Задания —
a: Выпишите из перечня в начале текста об Армане Гатти все определения, которые состоят из одного слова.
b: Напишите продолжение текста об Армане Гатти, начиная сразу после последнего предложения.

Отрывок для чтения —
::::::

Арман Гатти
Боец Сопротивления
Поэт
Революционер
Анархист
Журналист
Автор множества киносценариев и пьес
Отвергнутый официальной культурой
Создатель собственного театра
Проложивший свою собственную дорогу в искусстве
В искусстве сопротивления — прежде всего
Разумеется, перед этим колоссальным списком, который можно было бы продолжать еще и еще, я утратил чувство соразмерности. Поэтому я и не представлял, как произойдет наша встреча. При этом я знал, что Элен хотела бы, чтоб эта встреча состоялась. Вряд ли она рассчитывала на разговор — ибо нас разделяла целая пропасть несоизмеримого жизненного опыта. Но иногда разговор даже не требуется — а встреча все равно происходит. Встреча, способная перевернуть твою жизнь.
Гатти сидел в просторной комнате за столом, который показался мне огромным — стол в виде подковы, занимающий добрую половину комнаты. Он — в центре этой конструкции, как капитан в своей рубке. Сзади во всю стену — портрет Че и еще один — думаю, Буэнавентура Дуррути, главы анархистов Барселоны, убитого в боях с фашистами во время гражданской войны в Испании в 1936 году. Гатти был действительно велик. Он был настолько велик, что безо всякого труда и без остатка мгновенно поглотил мою назойливую тревогу. Глаза его глядели приветливо, внимательно, но без нажима, рукопожатие большой старой руки было ласково. Он сделал жест, приглашающий нас пройти дальше и быть смелее: при этом он чуть приподнялся в кресле своим большим костистым телом, которое просторная черная блуза делала еще больше. От окна навстречу нам шагнул его сын. Девочка лет шести — видимо, внучка — осталась рядом с дедом.
— Ну вот, — сказал он ей, завершая прерванный нашим появлением разговор. — Это кит. La baleine. Когда я работаю, я разговариваю с ним… Должен же я с кем-то разговаривать?
Он оттянул пальцем челюсть кита, и тот закачался на невидимой оси, делая глотательные движения челюстью и поводя взад-вперед большим черным глазом.
Девочка улыбнулась. Ей понравилась игрушка деда.
Арман Гатти за своим огромным столом сам был похож на кита, заплывшего погреться в теплую лагуну.

::::::

Собранный материал —

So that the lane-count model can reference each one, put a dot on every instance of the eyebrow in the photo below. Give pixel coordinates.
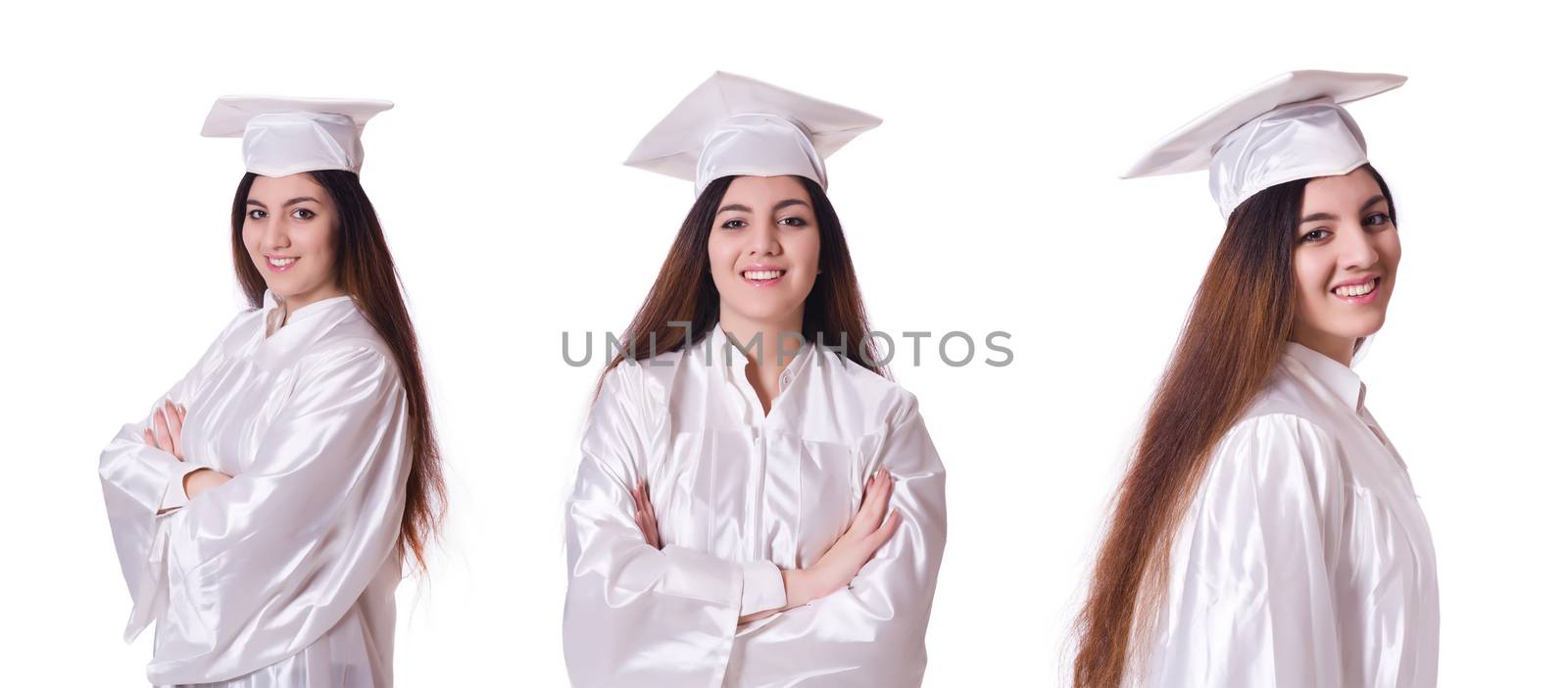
(776, 207)
(294, 201)
(1332, 217)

::::::

Ответы к заданиям —
a: Поэт, Революционер, Анархист, Журналист

b:
Потом произошла какая-то сбивка ритма, и мы отправились ужинать в местный ресторанчик. Не прекращая, моросил дождь. Я поглядел на недостроенный театр, на Гатти, чуть ссутулившись, шагавшего под мокрым от дождя зонтом. Ему восемьдесят четыре года. Надеется ли он в один прекрасный день все-таки дать представление на сцене нового театра? Хотя бы одно? Надеется ли он, что без него театр сможет существовать, что кто-то, кроме него, сможет управиться с его труппой — его “loulous” — буйным племенем отверженных, бывших безработных, наркоманов и потерпевших полное или частичное крушение в жизни романтиков?
1 Сброд, шпана (фр.).
Кто еще, кроме него, сможет обратиться к ним и сказать: “Ваша честь, это — литература…”. Или: “Заниматься театром — все равно что строить собор”. Ведь совершенно очевидно, что в обозримом человеческом пространстве замены ему нет. И тем не менее и Элен, и Гатти говорят о театре как о чем-то таком, что непременно будет иметь продолжение. Разумеется, театр будет другим, но все равно дух останется, хотя и он получит новые воплощения, новые сценические формы. Кто-то из учеников придет ему на смену и поначалу будет слаб и несовершенен в поступках, но постепенно, если он призван, он возмужает, окрепнет и сможет поступать и говорить так же безошибочно, как это делал учитель. В этом — “принцип надежды”, который исповедует Гатти. Если бы он думал, что все, во что он вдохнул душу, проживет лишь до его смерти, он бы не смог быть оптимистом. Первый раз он был приговорен к смерти в восемнадцать лет. Он говорит: “Не думаю, что я смог бы сказать что-нибудь другим людям, если бы перед моими глазами не стояла камера смертников. Она всегда рядом. Я часто навещаю ее…”.
Стол в ресторане был уже сервирован. Мы быстро расселись, французы заказали pour l,entre€e устриц, мы с Ольгой — салаты с fruits de mer. Хозяин, хорошо, очевидно, знавший и Армана, и Элен, взялся обслуживать нас сам. У него был совершенно вытертый, в некоторых местах протершийся до дыр воротник рубашки.
1 Для начала (фр.).
2 Морепродукты (фр.).
— Здесь лучшая в округе кухня, — как будто перехватила мой взгляд Элен.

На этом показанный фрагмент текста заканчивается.